-- Excerpted data follows --

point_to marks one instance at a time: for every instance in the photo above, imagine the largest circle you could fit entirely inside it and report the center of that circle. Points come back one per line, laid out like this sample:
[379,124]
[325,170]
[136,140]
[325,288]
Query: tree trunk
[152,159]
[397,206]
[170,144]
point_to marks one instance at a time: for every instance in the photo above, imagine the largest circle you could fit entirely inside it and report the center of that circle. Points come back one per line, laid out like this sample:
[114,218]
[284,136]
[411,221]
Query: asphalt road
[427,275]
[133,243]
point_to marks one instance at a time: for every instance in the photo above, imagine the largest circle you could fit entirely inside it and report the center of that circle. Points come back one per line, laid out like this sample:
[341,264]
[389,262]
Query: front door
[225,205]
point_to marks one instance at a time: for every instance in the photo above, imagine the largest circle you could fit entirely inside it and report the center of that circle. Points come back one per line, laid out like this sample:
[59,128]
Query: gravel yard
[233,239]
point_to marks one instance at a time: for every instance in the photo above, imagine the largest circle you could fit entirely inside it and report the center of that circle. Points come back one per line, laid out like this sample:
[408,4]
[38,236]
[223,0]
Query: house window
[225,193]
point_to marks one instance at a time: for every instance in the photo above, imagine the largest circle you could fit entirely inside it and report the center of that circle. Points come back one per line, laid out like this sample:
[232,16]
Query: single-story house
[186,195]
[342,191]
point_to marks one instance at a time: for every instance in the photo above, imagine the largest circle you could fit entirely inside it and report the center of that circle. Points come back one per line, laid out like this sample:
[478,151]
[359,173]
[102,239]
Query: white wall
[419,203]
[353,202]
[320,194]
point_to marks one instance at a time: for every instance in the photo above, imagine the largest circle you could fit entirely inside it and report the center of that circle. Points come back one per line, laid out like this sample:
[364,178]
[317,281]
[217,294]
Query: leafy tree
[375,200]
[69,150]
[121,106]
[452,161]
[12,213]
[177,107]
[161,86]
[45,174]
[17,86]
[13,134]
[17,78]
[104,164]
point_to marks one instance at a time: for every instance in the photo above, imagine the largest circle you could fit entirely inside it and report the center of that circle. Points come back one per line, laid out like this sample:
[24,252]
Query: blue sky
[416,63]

-- Excerpted data concluded --

## [Exercise prompt]
With no words changed, transcribe the records above.

## [Exercise response]
point_to marks one instance at a time: for every instance in the photo above, imagine the largest circle you could fit entirely inside it and report the center of that circle. Points come back one per line, laid out like this sample:
[379,124]
[325,170]
[136,140]
[325,288]
Query: tree trunk
[152,159]
[397,206]
[170,144]
point_to marks one instance at a time: for every instance in the photo above, imagine the largest circle you could fit entirely inside it and report the center of that circle. Points come back one per line, laid out like this sample:
[114,218]
[284,136]
[411,221]
Query: asphalt road
[427,275]
[133,243]
point_to marks one instance at a time: for every instance in the photo above, imagine the largest circle you could fit entirely inside it and report the center of that circle. Points come back one per line, laid out like this sample:
[341,264]
[389,262]
Query: front door
[225,205]
point_to marks one instance at a time: for every instance in the photo above, imagine the largest circle you could fit entirely inside it and report the center of that circle. Points come back one per line, laid out like this sample:
[59,128]
Query: gravel yard
[233,239]
point_to marks one instance at a time: for every instance in the photo above, imagine the largest circle you could fit entirely inside it and report the center of that circle. Points come back one per line, laid out like this sample:
[408,4]
[38,236]
[223,0]
Query: house window
[225,193]
point_to marks one instance at a time: for every instance in the photo above, imagine the largest circle you could fit entirely inside it and report the center of that circle. Points come back one per line, laid out like this sample:
[232,16]
Query: single-story house
[186,195]
[342,191]
point_to marks one instance at a time: for every instance in the photo above, imagine the largest circle you could fit entirely inside it and report the center of that circle. Points come back one per line, laid out like this sample:
[478,151]
[359,173]
[102,239]
Query: white wall
[419,203]
[353,202]
[320,194]
point_to marks one instance at a time: for every instance in the photo above, imagine the largest circle you could fit entirely inside it and report the center of that circle. Points come back one per line, laid out like this sample:
[364,178]
[317,281]
[217,294]
Query: leafy tree
[375,200]
[69,150]
[121,106]
[452,161]
[12,213]
[177,107]
[161,86]
[45,174]
[17,86]
[13,134]
[17,78]
[104,164]
point_to marks one instance at a time: for every instance in the photo above, imagine the largest circle you could fit entirely inside it and report the center of that circle. Points come back one per line, laid out like this sample:
[24,252]
Query: blue sky
[416,63]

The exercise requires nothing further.